- REQUIREMENTS -
Pull out every line of the data below that contains the word "position", treating uppercase and lowercase letters as different.

- GIVEN INFORMATION -
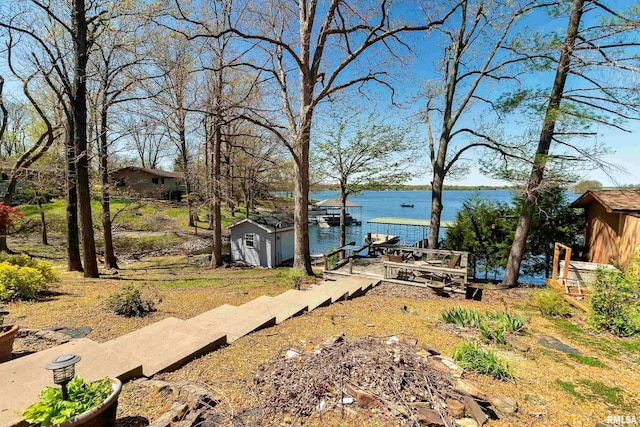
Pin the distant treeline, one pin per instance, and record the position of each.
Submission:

--

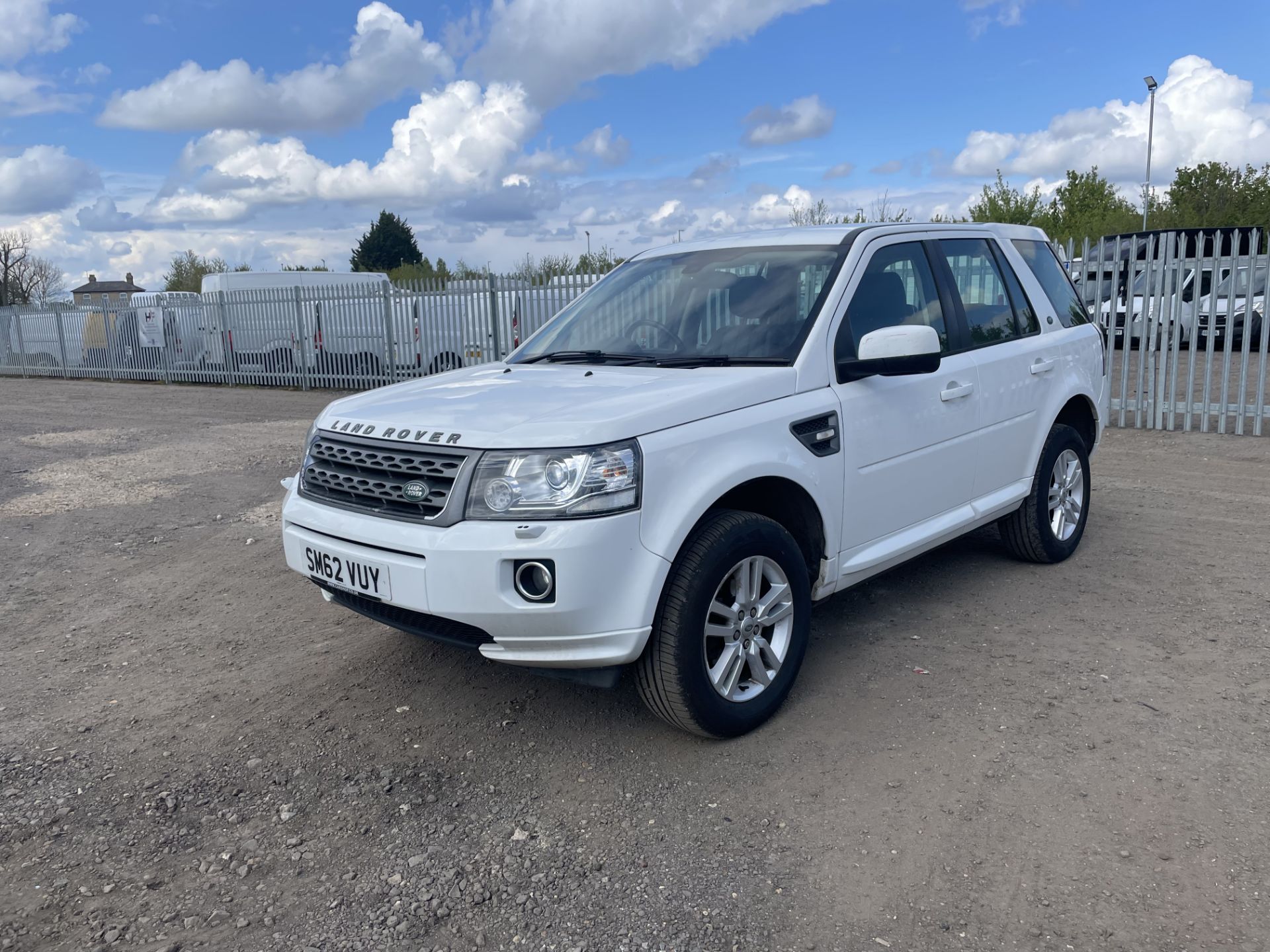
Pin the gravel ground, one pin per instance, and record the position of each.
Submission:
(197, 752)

- TASK ANSWER -
Pin the distant treeline, one pin per instance, and record the position of each.
Pin the gravel ground, one pin per instance, and record the position of each.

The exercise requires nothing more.